◆ Problem statement ◆
Can you format every line of the listing below as a JSON list of strings, one string per line, leaving out blank lines?

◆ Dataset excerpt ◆
>> BEGIN
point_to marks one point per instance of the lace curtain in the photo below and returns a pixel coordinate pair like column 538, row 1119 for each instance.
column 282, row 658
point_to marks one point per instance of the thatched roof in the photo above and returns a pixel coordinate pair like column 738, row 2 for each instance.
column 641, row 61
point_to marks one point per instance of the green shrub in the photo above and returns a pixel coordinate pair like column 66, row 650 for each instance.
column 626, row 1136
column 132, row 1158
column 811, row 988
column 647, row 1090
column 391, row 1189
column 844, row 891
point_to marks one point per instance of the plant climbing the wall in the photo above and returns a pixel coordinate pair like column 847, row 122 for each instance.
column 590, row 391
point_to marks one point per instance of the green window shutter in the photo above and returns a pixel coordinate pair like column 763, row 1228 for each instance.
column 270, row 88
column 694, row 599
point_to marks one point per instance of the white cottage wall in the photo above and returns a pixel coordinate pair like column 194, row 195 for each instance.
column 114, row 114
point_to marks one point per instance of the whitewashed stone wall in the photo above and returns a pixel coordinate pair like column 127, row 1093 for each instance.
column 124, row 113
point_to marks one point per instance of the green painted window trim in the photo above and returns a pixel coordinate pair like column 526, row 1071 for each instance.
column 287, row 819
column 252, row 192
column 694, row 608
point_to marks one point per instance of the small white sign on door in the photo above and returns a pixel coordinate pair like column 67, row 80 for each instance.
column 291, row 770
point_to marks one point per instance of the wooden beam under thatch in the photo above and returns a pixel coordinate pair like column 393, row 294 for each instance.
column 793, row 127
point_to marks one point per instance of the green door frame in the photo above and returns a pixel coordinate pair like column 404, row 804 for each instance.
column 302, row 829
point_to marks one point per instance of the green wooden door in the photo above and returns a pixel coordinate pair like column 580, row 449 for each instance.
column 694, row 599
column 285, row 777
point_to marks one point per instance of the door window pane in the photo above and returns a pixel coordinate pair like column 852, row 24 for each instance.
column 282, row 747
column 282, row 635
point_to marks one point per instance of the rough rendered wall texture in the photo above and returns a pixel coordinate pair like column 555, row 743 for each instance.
>> END
◆ Task output ◆
[
  "point_to marks one point per instance of the lace curtain in the photo below and returns a pixel coordinate pair like column 538, row 1119 for each instance.",
  "column 282, row 658",
  "point_to marks one point per instance of the thatched roof in the photo above and returns a pixel coordinate pair like column 738, row 2 for each instance.",
  "column 641, row 61",
  "point_to marks one point per instance of the green shrub in the photo above and returns a pixel coordinate pair like column 66, row 650 for each instance.",
  "column 626, row 1136",
  "column 132, row 1158",
  "column 811, row 988",
  "column 647, row 1090",
  "column 391, row 1189",
  "column 844, row 891",
  "point_to marks one point per instance of the plant climbing the wall in the photo above and returns a pixel coordinate pair like column 847, row 122 for each instance.",
  "column 590, row 391",
  "point_to marks one point per instance of the green window shutter in the photo above and returns a pixel coordinate pair like column 763, row 1228 for each instance.",
  "column 270, row 88",
  "column 694, row 599",
  "point_to marks one point per instance of the white cottage wall in the photo above and returns a pixel coordinate pair like column 194, row 195 for each instance.",
  "column 114, row 114",
  "point_to marks one point per instance of the whitewashed stone wall in the photo above and returns a pixel coordinate pair like column 127, row 1093 for each instance.",
  "column 124, row 113",
  "point_to marks one point per instance of the green painted window trim in the photo above and returns a pixel coordinate pair like column 526, row 1071 for each instance.",
  "column 287, row 819",
  "column 252, row 192",
  "column 694, row 608",
  "point_to marks one point per instance of the small white sign on door in the photo above and returns a pixel coordinate pair like column 67, row 80 for each instance.",
  "column 291, row 770",
  "point_to marks one point per instance of the wooden beam under thatch in the photo above and returns a pixel coordinate pair like column 393, row 294 for each instance.",
  "column 793, row 127",
  "point_to marks one point per instance of the green door frame in the photo above and returns a pixel coordinate pair like column 404, row 804 for each instance.",
  "column 302, row 829",
  "point_to marks one point per instance of the green wooden door in the photo above and returns a pixel coordinate pair like column 580, row 449 for each instance.",
  "column 694, row 599",
  "column 285, row 777",
  "point_to marks one point per instance of the door window pane in the photo above and returns a pixel coordinate pair like column 852, row 24 for each instance.",
  "column 282, row 747",
  "column 282, row 635",
  "point_to marks one point per instance of the rough rendered wall texture in the photo above and returns a pixel coordinate pair like column 555, row 743 for each instance."
]